▶ _Required task_: Leave out the pictures and retype exactly the lines from the one with "label the palm tree, a point per instance." through the end of the records.

▶ _Records for the task_:
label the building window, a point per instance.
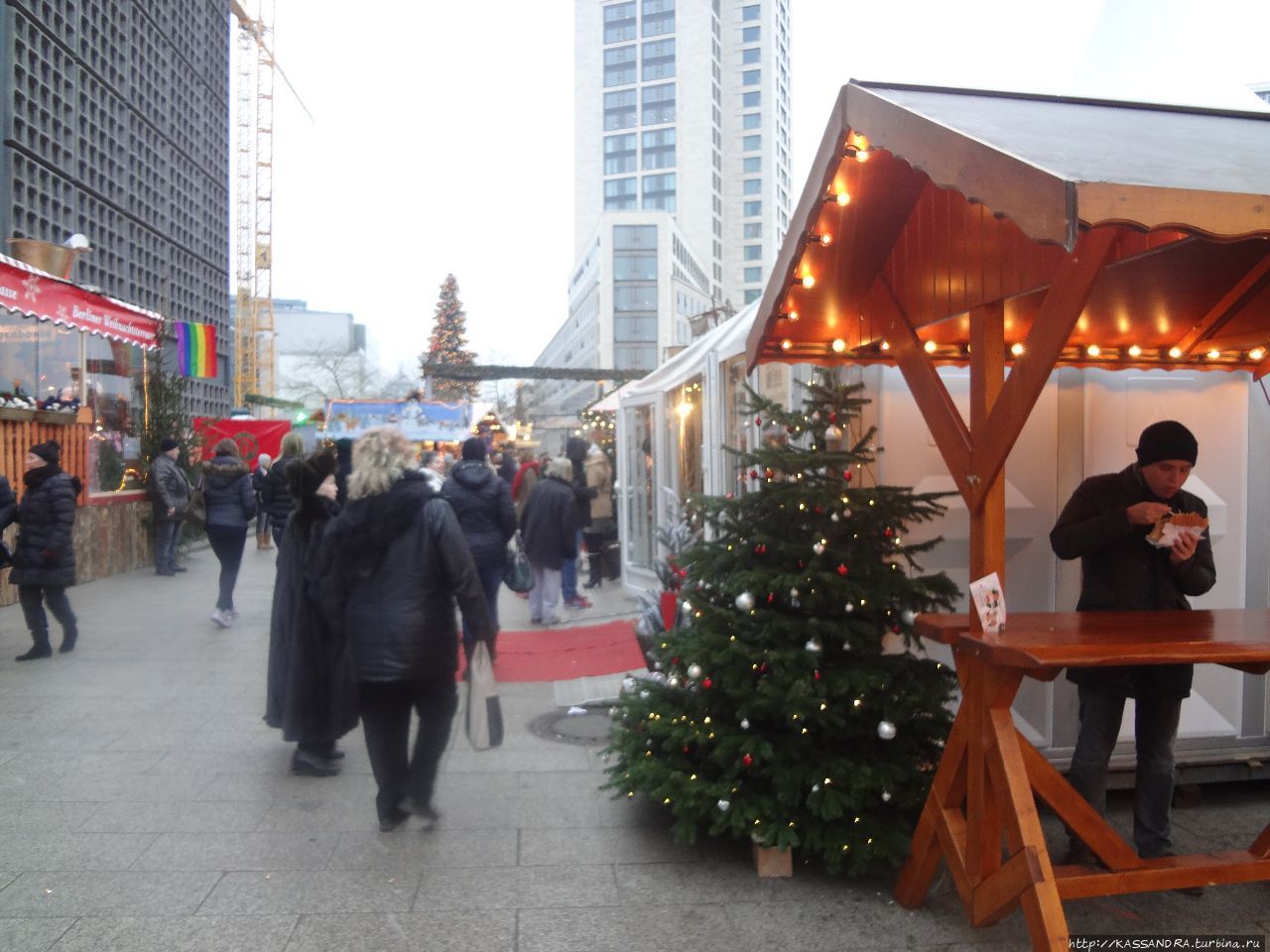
(658, 18)
(620, 194)
(620, 155)
(620, 109)
(658, 104)
(620, 66)
(659, 191)
(658, 60)
(659, 149)
(620, 22)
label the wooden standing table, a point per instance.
(987, 780)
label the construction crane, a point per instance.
(253, 331)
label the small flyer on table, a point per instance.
(989, 602)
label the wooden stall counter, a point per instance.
(985, 785)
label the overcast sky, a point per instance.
(444, 134)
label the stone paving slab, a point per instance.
(490, 930)
(220, 933)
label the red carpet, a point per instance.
(561, 654)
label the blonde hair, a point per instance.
(293, 444)
(380, 457)
(561, 467)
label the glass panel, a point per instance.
(639, 493)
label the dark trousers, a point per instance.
(227, 542)
(490, 580)
(1155, 731)
(33, 599)
(167, 535)
(385, 708)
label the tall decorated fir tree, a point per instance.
(447, 347)
(793, 705)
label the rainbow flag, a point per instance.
(195, 349)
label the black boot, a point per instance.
(40, 648)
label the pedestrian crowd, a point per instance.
(375, 549)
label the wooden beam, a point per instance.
(940, 413)
(1219, 313)
(1051, 329)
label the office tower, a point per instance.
(116, 126)
(681, 128)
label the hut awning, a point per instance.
(928, 203)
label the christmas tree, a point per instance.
(447, 345)
(793, 705)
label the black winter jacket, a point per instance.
(46, 518)
(276, 493)
(1120, 571)
(483, 506)
(549, 524)
(393, 566)
(227, 490)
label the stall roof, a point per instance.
(725, 340)
(969, 198)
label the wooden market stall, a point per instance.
(1015, 235)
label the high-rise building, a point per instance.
(114, 122)
(683, 127)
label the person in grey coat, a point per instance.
(44, 560)
(171, 492)
(230, 507)
(1105, 525)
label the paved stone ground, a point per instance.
(145, 806)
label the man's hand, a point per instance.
(1146, 513)
(1184, 547)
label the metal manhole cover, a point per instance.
(589, 729)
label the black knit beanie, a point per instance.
(1166, 439)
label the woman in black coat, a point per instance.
(309, 688)
(230, 507)
(44, 561)
(394, 562)
(549, 525)
(483, 506)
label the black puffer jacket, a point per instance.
(483, 504)
(46, 520)
(229, 494)
(550, 524)
(1120, 571)
(393, 566)
(276, 493)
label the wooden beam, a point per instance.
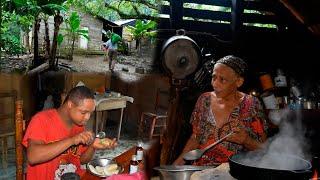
(236, 23)
(259, 5)
(206, 14)
(287, 4)
(165, 9)
(225, 3)
(259, 18)
(176, 14)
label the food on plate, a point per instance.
(106, 141)
(108, 170)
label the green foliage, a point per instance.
(10, 34)
(60, 39)
(119, 9)
(73, 31)
(73, 28)
(143, 29)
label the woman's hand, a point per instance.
(105, 143)
(179, 161)
(240, 136)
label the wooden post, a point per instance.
(173, 127)
(19, 134)
(236, 23)
(176, 14)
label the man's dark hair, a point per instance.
(78, 94)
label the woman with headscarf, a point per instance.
(225, 110)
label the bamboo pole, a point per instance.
(19, 133)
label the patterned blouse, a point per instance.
(248, 114)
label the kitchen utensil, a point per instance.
(103, 162)
(242, 170)
(197, 153)
(173, 172)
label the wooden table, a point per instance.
(151, 159)
(104, 103)
(123, 160)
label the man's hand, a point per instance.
(105, 143)
(179, 161)
(85, 137)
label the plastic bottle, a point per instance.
(133, 165)
(139, 152)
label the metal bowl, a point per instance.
(172, 172)
(103, 162)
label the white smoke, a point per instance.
(287, 149)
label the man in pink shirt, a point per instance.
(56, 139)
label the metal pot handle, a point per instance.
(180, 32)
(301, 171)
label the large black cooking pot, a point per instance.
(243, 170)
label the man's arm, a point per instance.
(39, 152)
(191, 145)
(87, 155)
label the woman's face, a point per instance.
(225, 80)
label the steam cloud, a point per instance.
(286, 150)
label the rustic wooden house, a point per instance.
(268, 34)
(89, 22)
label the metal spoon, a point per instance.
(101, 135)
(197, 153)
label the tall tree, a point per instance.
(74, 30)
(35, 8)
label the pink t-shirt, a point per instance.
(47, 126)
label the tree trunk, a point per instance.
(57, 22)
(28, 42)
(47, 39)
(36, 58)
(72, 48)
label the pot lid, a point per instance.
(180, 56)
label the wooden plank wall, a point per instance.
(221, 22)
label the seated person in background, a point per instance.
(223, 110)
(56, 139)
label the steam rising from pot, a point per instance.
(289, 142)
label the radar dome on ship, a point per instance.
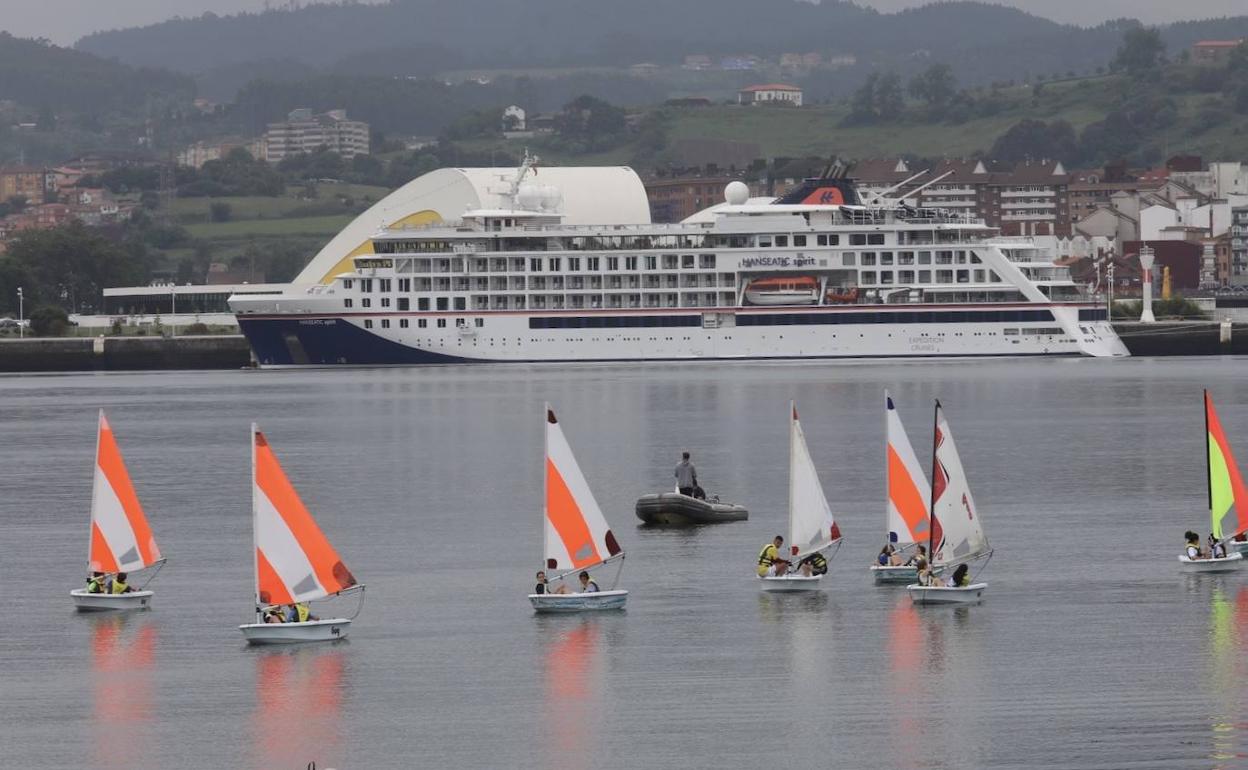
(529, 196)
(550, 197)
(736, 194)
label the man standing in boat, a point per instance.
(687, 477)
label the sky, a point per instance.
(63, 21)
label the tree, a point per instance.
(49, 321)
(1141, 53)
(935, 86)
(1036, 140)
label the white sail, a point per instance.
(577, 536)
(957, 532)
(811, 526)
(909, 502)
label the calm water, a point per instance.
(1090, 649)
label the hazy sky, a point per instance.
(66, 20)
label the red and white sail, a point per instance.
(811, 526)
(295, 562)
(577, 534)
(957, 532)
(121, 539)
(909, 494)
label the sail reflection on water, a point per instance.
(1223, 680)
(121, 672)
(298, 708)
(573, 693)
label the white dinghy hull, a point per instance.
(894, 574)
(579, 603)
(296, 633)
(790, 584)
(105, 603)
(947, 594)
(1228, 563)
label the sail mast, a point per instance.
(793, 458)
(931, 497)
(95, 488)
(547, 418)
(255, 521)
(1208, 461)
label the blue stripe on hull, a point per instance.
(283, 342)
(328, 342)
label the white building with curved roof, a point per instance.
(590, 195)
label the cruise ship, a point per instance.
(816, 273)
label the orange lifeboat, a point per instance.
(783, 290)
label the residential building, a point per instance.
(24, 181)
(674, 199)
(1214, 53)
(1028, 199)
(201, 152)
(307, 132)
(770, 94)
(1238, 266)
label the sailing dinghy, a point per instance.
(577, 537)
(956, 533)
(811, 527)
(909, 498)
(293, 560)
(1227, 494)
(121, 540)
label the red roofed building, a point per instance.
(770, 94)
(1214, 51)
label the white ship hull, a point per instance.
(286, 340)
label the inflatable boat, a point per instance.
(675, 509)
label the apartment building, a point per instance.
(1027, 199)
(303, 131)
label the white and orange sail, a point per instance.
(909, 496)
(1228, 496)
(577, 534)
(121, 539)
(295, 562)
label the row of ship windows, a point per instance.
(635, 242)
(650, 262)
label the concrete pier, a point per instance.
(1183, 337)
(124, 353)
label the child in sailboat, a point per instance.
(770, 564)
(1217, 549)
(587, 584)
(543, 587)
(1193, 545)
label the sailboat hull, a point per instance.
(579, 603)
(296, 633)
(947, 594)
(1229, 563)
(791, 584)
(894, 574)
(111, 603)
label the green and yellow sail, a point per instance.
(1228, 497)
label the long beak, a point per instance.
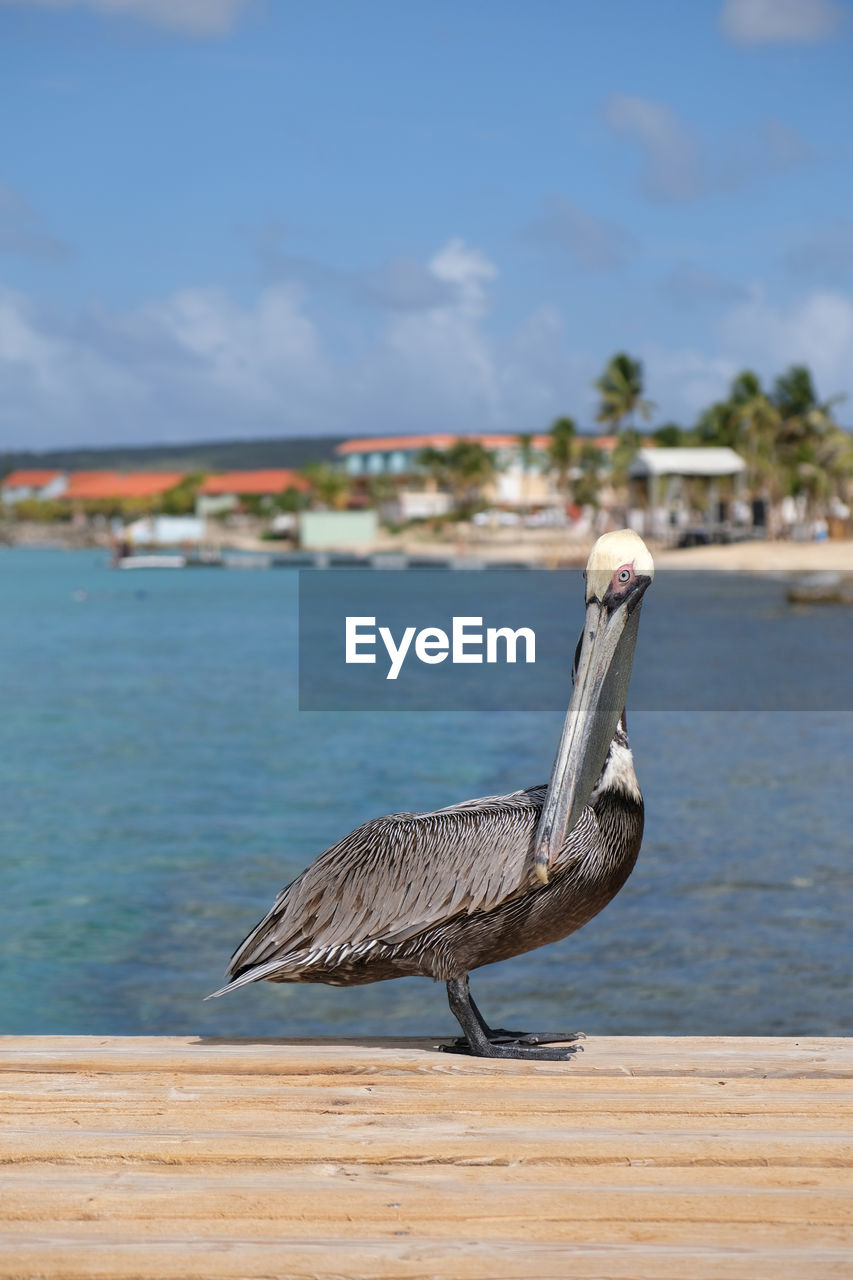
(597, 703)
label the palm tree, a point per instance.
(434, 464)
(329, 485)
(621, 392)
(588, 483)
(470, 467)
(465, 467)
(561, 449)
(670, 435)
(812, 448)
(758, 423)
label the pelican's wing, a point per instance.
(396, 876)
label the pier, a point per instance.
(699, 1159)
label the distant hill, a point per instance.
(205, 456)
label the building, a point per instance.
(42, 485)
(222, 493)
(520, 479)
(671, 487)
(118, 485)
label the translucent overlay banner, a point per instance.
(505, 640)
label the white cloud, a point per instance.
(765, 22)
(671, 155)
(203, 365)
(22, 231)
(194, 17)
(594, 242)
(817, 330)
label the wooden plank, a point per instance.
(67, 1257)
(610, 1055)
(643, 1157)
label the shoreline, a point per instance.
(833, 556)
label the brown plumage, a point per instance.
(441, 894)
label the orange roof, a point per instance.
(114, 484)
(386, 443)
(254, 481)
(28, 479)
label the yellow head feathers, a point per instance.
(610, 553)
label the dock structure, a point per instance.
(647, 1157)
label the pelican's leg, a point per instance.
(482, 1041)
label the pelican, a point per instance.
(441, 894)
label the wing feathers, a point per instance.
(397, 876)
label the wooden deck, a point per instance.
(644, 1157)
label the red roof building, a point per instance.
(30, 479)
(261, 483)
(92, 485)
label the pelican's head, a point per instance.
(619, 570)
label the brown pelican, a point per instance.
(439, 894)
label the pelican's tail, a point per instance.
(256, 973)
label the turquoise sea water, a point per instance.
(159, 786)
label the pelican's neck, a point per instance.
(617, 773)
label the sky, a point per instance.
(260, 218)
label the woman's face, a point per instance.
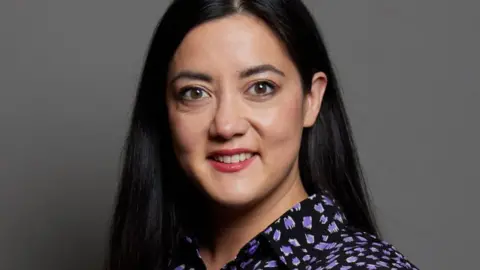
(237, 110)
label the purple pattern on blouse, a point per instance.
(314, 234)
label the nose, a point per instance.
(229, 120)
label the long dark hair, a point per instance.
(150, 209)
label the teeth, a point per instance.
(234, 158)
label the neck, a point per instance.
(232, 229)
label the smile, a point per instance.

▶ _Task response_:
label the palm tree, a point per instance.
(434, 464)
(329, 485)
(621, 392)
(588, 483)
(470, 467)
(465, 467)
(561, 449)
(670, 435)
(812, 448)
(758, 423)
label the pelican's wing, a point per instance.
(396, 876)
label the pier, a point per instance.
(699, 1159)
label the distant hill, a point per instance.
(205, 456)
label the building, a point per instance.
(42, 485)
(222, 493)
(520, 479)
(671, 487)
(118, 485)
label the translucent overlay banner, a point per instance.
(505, 640)
label the white cloud, a point per instance.
(765, 22)
(671, 155)
(203, 365)
(22, 231)
(194, 17)
(594, 242)
(817, 330)
label the wooden plank, a point per instance.
(67, 1257)
(610, 1055)
(643, 1157)
label the shoreline, a point per instance.
(833, 556)
label the brown plumage, a point per instance.
(441, 894)
label the orange roof, a point per instance.
(114, 484)
(386, 443)
(254, 481)
(28, 479)
label the yellow head feathers, a point per instance.
(610, 553)
label the dock structure, a point per instance.
(647, 1157)
label the pelican's leg, a point per instance.
(482, 1041)
label the pelican, a point per instance.
(441, 894)
label the wing feathers, a point per instance.
(397, 876)
label the wooden deck, a point per instance.
(644, 1157)
label the red roof building, a point per instance.
(30, 479)
(261, 483)
(92, 485)
label the pelican's head, a point per instance.
(619, 570)
label the brown pelican, a point per instance.
(439, 894)
label the pelican's tail, a point per instance.
(256, 973)
label the turquoise sea water, a point per instance.
(159, 786)
label the pelican's neck, a point per instance.
(617, 773)
label the sky, a point per instance.
(260, 218)
label the woman's face, a point per instance.
(237, 110)
label the purple pattern on blouse, a point per instance.
(314, 234)
label the nose, a point per instance.
(229, 120)
label the long dark hair, a point per instance.
(150, 209)
label the teeth, a point per instance.
(234, 158)
label the neck, a point per instance.
(232, 229)
label the smile, a point per instance.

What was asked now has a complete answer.